Design: Seven Cochrane systematic reviews, where Internet searches were not mentioned as part of the search strategy, were selected as criterion (gold) standard. Their search strategies were retrospectively adapted for the World-Wide-Web in an attempt to find additional randomised controlled trials. A search strategy with the general pattern "study methodology NEAR intervention NEAR condition" for the Internet search engine AltaVista was evaluated.
Measurements: Search time; recall of Internet searches for published studies; precision (proportion of webpages containing hints to relevant published and unpublished randomised clinical trials) ; number of additional unpublished or ongoing studies found on the Internet.
Results: We reviewed 429 webpages in 21 hours and found hints to 16 unpublished, ongoing or recently finished trials, at least 9 were considered relevant for 4 systematic reviews. The recall of Internet searches to find references to published studies ranged between 0% and 43.6%, the precision for hints to published or unpublished studies ranged between 0% and 20.2%.

[Data under study]
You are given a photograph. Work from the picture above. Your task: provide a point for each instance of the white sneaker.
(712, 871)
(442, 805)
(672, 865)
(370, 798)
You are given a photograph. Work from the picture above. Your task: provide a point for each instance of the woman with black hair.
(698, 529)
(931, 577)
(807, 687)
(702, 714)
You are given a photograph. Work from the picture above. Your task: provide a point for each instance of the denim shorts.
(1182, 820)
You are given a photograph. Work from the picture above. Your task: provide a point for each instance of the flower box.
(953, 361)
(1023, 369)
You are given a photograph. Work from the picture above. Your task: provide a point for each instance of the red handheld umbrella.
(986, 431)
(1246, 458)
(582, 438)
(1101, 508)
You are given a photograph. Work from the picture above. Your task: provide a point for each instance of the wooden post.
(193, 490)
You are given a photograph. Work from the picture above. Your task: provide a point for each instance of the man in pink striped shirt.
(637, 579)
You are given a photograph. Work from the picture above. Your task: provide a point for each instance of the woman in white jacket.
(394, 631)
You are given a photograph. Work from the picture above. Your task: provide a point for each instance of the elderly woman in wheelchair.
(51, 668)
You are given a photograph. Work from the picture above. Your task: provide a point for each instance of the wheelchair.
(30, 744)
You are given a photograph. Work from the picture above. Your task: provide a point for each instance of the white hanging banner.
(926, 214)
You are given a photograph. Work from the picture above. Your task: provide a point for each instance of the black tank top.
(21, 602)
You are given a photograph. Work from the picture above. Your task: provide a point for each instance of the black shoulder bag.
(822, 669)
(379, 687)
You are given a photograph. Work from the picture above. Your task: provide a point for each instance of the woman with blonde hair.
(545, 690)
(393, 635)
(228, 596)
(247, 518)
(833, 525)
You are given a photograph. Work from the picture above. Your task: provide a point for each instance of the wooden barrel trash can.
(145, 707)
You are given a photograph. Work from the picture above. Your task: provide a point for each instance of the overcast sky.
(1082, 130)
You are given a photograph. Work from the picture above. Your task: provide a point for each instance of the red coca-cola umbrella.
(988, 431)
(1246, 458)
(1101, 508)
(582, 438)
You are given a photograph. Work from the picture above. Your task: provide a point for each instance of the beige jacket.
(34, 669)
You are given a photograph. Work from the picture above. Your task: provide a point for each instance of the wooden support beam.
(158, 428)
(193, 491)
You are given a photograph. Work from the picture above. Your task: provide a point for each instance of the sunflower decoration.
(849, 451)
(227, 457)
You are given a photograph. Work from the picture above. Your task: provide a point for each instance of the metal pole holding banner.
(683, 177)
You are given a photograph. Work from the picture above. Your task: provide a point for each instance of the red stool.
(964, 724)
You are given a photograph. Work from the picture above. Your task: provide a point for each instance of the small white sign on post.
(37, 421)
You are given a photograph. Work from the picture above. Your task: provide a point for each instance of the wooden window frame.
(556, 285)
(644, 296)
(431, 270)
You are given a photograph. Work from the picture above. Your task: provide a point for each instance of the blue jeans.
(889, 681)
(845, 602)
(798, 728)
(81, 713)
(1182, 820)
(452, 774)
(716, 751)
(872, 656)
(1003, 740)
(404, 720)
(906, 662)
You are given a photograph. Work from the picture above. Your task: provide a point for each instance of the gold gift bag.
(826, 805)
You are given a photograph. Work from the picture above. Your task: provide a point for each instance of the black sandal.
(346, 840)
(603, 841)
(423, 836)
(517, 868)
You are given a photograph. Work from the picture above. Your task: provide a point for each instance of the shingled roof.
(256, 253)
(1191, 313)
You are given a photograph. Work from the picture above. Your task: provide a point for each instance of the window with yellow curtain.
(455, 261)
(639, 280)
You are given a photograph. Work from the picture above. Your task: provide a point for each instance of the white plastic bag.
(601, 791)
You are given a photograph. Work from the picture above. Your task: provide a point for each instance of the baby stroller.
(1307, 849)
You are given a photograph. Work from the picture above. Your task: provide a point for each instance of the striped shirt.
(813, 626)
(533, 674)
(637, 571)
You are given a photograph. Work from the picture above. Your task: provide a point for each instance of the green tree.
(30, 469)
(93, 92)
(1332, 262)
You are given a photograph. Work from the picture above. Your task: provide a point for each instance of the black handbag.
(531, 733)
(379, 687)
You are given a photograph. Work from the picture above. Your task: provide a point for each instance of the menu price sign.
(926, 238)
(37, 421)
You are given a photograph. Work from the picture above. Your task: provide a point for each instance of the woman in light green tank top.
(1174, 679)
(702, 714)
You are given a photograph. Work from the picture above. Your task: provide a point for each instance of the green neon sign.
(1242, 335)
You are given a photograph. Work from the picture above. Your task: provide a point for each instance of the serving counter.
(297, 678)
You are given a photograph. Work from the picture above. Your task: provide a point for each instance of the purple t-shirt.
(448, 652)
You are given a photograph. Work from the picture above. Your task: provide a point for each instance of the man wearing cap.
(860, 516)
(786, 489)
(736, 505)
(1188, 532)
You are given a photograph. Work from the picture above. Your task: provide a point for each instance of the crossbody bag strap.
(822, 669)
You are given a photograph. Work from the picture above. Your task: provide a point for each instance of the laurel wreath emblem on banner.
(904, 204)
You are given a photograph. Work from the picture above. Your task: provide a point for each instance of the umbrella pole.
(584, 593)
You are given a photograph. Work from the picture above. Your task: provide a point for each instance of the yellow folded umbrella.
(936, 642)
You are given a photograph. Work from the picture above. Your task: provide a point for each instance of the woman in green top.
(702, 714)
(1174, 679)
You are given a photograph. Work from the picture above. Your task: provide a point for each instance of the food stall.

[Exercise A]
Transcribe the part of the abstract on Internet searches for trials that opens with the words containing "Design: Seven Cochrane" and closes with "AltaVista was evaluated.".
[Exercise B]
In the abstract on Internet searches for trials, how many webpages were reviewed, and in how much time?
[Exercise C]
Continue the abstract on Internet searches for trials from where it stops.

[Written reply A]
Design: Seven Cochrane systematic reviews, where Internet searches were not mentioned as part of the search strategy, were selected as criterion (gold) standard. Their search strategies were retrospectively adapted for the World-Wide-Web in an attempt to find additional randomised controlled trials. A search strategy with the general pattern "study methodology NEAR intervention NEAR condition" for the Internet search engine AltaVista was evaluated.

[Written reply B]
429 webpages in 21 hours.

[Written reply C]
Conclusion: Information on unpublished and particularly ongoing trials can be found on the Internet. A potential problem are non-peer reviewed electronic publications with questionable quality. More powerful search tools are needed. An "Open Trial Initiative" is proposed to define a syntax for publishing trials on the web and to ensure interoperability of trial registers, so that special search engines can harvest information on ongoing and completed clinical trials.